(Dataset records)
'''

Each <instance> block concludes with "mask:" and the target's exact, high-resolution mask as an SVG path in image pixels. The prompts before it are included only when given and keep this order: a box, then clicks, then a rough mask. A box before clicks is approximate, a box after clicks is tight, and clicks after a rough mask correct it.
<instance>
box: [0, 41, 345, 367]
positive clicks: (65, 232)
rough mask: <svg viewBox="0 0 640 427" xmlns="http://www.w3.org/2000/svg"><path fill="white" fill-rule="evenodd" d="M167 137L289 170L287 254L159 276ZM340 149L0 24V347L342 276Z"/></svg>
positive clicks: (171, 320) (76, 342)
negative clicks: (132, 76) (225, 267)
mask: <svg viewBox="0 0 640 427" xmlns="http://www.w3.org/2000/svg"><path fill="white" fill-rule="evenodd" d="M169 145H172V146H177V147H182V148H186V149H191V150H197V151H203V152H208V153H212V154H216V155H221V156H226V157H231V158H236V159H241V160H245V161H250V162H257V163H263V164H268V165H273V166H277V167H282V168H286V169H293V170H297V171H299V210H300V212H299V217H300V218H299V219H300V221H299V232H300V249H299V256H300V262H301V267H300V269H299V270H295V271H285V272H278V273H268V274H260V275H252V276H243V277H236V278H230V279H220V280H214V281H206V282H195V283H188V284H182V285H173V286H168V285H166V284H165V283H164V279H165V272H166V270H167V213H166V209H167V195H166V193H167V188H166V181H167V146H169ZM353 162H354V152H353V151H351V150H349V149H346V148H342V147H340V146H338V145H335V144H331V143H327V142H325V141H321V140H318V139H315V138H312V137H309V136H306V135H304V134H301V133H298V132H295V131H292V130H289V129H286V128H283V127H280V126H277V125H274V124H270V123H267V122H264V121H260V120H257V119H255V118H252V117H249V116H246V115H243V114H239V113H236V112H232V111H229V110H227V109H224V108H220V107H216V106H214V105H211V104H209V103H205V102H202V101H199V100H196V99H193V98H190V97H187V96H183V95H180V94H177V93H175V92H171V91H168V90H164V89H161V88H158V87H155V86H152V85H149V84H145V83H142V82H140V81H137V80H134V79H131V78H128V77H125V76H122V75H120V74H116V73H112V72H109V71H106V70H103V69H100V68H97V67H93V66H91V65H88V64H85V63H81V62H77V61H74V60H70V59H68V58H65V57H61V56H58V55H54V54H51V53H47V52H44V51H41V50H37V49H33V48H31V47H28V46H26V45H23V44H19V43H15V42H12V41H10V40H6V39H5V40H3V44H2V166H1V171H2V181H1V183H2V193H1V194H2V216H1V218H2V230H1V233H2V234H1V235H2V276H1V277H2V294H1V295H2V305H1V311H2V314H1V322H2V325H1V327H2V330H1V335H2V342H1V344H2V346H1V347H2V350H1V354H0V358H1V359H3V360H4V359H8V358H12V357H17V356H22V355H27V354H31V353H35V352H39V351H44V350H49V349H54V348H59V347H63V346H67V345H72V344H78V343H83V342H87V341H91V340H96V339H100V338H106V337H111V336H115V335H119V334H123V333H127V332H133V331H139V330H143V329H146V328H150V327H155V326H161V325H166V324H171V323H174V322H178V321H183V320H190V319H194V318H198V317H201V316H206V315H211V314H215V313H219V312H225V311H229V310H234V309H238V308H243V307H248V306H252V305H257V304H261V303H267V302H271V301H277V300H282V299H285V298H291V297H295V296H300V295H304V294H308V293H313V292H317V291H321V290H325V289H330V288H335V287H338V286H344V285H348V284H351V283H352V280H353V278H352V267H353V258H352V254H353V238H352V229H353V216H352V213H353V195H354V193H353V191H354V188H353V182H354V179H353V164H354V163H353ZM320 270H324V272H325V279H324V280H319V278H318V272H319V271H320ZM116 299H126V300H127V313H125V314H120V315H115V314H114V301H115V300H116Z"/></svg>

'''

§ Activity
Print each entry above exactly as given.

§ Written solution
Each <instance> block concludes with "mask:" and the target's exact, high-resolution mask as an SVG path in image pixels. The prompts before it are included only when given and keep this order: a box, then clicks, then a rough mask. A box before clicks is approximate, a box after clicks is tight, and clicks after a rough mask correct it.
<instance>
box: [0, 41, 345, 367]
positive clicks: (65, 232)
rough mask: <svg viewBox="0 0 640 427" xmlns="http://www.w3.org/2000/svg"><path fill="white" fill-rule="evenodd" d="M167 137L289 170L287 254L159 276ZM340 149L0 24V347L342 276Z"/></svg>
positive clicks: (171, 320) (76, 342)
negative clicks: (132, 76) (225, 267)
mask: <svg viewBox="0 0 640 427" xmlns="http://www.w3.org/2000/svg"><path fill="white" fill-rule="evenodd" d="M169 145H172V146H177V147H182V148H186V149H191V150H197V151H203V152H208V153H212V154H216V155H221V156H226V157H231V158H236V159H241V160H245V161H250V162H257V163H263V164H268V165H273V166H277V167H282V168H286V169H293V170H297V171H299V210H300V212H299V217H300V218H299V219H300V221H299V232H300V249H299V256H300V262H301V267H300V269H299V270H295V271H285V272H278V273H268V274H260V275H252V276H243V277H236V278H230V279H220V280H214V281H206V282H195V283H188V284H182V285H173V286H168V285H166V284H165V283H164V279H165V272H166V270H167V213H166V209H167V195H166V193H167V188H166V181H167V146H169ZM353 162H354V152H353V151H351V150H349V149H346V148H342V147H340V146H338V145H335V144H331V143H327V142H325V141H321V140H318V139H315V138H312V137H309V136H306V135H304V134H301V133H298V132H295V131H292V130H289V129H286V128H283V127H280V126H277V125H274V124H270V123H267V122H264V121H260V120H257V119H255V118H252V117H249V116H246V115H243V114H239V113H236V112H232V111H229V110H227V109H224V108H220V107H216V106H214V105H211V104H209V103H205V102H202V101H199V100H196V99H193V98H190V97H187V96H183V95H180V94H177V93H175V92H171V91H168V90H164V89H161V88H158V87H155V86H152V85H149V84H145V83H142V82H140V81H137V80H134V79H131V78H128V77H125V76H122V75H120V74H116V73H112V72H109V71H106V70H103V69H100V68H97V67H93V66H91V65H88V64H85V63H81V62H77V61H74V60H70V59H68V58H65V57H61V56H58V55H54V54H51V53H47V52H44V51H41V50H37V49H33V48H31V47H28V46H26V45H23V44H19V43H15V42H12V41H10V40H6V39H5V40H3V44H2V166H1V171H2V181H1V183H2V193H1V194H2V216H1V218H2V230H1V233H2V234H1V235H2V276H1V277H2V294H1V295H2V305H1V311H2V314H1V322H2V325H1V327H2V330H1V335H2V342H1V344H2V346H1V347H2V350H1V354H0V358H1V359H3V360H4V359H8V358H12V357H17V356H22V355H27V354H31V353H35V352H39V351H44V350H49V349H54V348H59V347H63V346H67V345H72V344H78V343H83V342H87V341H91V340H96V339H100V338H106V337H111V336H115V335H119V334H123V333H127V332H133V331H139V330H143V329H146V328H150V327H155V326H161V325H166V324H171V323H174V322H178V321H183V320H190V319H194V318H198V317H201V316H206V315H211V314H215V313H219V312H225V311H229V310H234V309H238V308H243V307H248V306H252V305H257V304H261V303H267V302H271V301H277V300H282V299H285V298H291V297H295V296H300V295H304V294H308V293H313V292H317V291H321V290H325V289H330V288H335V287H338V286H344V285H348V284H351V283H352V280H353V278H352V267H353V258H352V254H353V238H352V229H353V216H352V213H353V195H354V193H353V191H354V188H353V182H354V179H353V164H354V163H353ZM320 270H324V272H325V279H324V280H319V278H318V272H319V271H320ZM116 299H126V300H127V313H125V314H120V315H115V314H114V301H115V300H116Z"/></svg>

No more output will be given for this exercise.